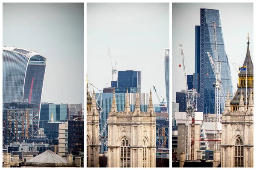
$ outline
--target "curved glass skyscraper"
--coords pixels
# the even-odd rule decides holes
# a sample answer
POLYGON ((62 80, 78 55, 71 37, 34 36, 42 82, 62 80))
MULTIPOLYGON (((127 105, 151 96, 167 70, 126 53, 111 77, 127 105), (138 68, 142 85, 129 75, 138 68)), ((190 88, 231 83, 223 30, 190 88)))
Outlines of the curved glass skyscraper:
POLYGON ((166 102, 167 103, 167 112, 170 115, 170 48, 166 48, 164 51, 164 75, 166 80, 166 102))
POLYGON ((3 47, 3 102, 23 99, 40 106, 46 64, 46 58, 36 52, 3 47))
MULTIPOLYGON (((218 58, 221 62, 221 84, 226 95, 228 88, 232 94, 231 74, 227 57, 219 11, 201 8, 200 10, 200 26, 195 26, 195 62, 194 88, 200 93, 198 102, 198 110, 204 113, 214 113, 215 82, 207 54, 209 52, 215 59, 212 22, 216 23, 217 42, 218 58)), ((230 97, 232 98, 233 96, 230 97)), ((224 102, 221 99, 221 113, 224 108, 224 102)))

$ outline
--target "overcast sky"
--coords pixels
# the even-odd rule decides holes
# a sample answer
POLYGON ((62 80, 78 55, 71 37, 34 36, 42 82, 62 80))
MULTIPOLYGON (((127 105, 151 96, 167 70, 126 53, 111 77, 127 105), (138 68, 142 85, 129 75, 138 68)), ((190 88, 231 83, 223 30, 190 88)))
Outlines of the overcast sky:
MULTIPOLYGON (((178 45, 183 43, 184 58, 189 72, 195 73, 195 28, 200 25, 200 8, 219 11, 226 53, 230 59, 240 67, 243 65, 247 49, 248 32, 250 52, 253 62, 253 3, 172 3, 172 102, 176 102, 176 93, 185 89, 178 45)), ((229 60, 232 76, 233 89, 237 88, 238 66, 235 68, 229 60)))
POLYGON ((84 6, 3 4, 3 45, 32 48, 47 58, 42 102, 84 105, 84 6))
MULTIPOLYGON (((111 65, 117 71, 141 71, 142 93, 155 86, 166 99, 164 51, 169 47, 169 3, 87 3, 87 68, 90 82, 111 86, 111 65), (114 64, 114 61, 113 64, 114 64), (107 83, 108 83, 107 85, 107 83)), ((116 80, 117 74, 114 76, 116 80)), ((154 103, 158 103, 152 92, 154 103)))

⁂

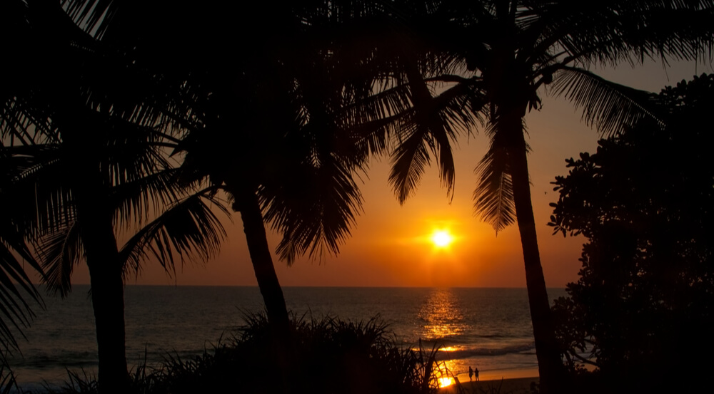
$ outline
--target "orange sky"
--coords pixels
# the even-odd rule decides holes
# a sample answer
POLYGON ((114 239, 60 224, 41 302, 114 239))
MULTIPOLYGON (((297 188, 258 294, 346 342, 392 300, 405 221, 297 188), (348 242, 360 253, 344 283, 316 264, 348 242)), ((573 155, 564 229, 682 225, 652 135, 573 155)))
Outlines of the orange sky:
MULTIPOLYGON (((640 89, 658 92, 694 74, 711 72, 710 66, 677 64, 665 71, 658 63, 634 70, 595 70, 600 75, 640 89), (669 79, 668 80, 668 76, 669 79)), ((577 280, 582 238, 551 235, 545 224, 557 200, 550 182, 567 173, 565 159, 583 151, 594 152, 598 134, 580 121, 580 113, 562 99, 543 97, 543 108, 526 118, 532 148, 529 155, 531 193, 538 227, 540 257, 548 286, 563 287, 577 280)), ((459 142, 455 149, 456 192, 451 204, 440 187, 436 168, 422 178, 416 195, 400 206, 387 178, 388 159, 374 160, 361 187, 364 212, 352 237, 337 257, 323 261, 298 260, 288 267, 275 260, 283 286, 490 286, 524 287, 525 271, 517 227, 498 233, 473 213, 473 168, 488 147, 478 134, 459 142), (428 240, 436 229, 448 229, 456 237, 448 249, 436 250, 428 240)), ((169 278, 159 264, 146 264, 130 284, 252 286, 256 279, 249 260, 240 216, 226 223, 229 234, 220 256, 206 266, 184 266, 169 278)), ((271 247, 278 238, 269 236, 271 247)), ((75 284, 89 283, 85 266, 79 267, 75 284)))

⁂

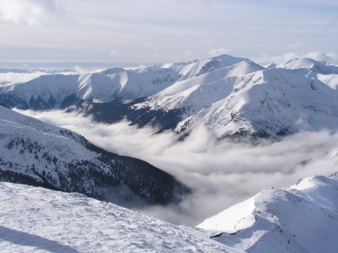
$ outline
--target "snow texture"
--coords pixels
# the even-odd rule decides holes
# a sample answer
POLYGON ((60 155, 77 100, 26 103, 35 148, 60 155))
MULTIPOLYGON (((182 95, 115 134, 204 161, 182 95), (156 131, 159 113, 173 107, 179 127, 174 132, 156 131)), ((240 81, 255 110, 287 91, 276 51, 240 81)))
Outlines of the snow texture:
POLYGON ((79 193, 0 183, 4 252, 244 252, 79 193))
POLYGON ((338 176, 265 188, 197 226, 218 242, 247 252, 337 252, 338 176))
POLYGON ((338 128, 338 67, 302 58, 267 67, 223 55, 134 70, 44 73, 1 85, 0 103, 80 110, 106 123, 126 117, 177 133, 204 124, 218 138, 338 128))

⁂

INSTRUÇÕES DO EXERCÍCIO
Conte as linhas dos dados que contêm a palavra "glass" e informe somente o número.

RESULTADO
2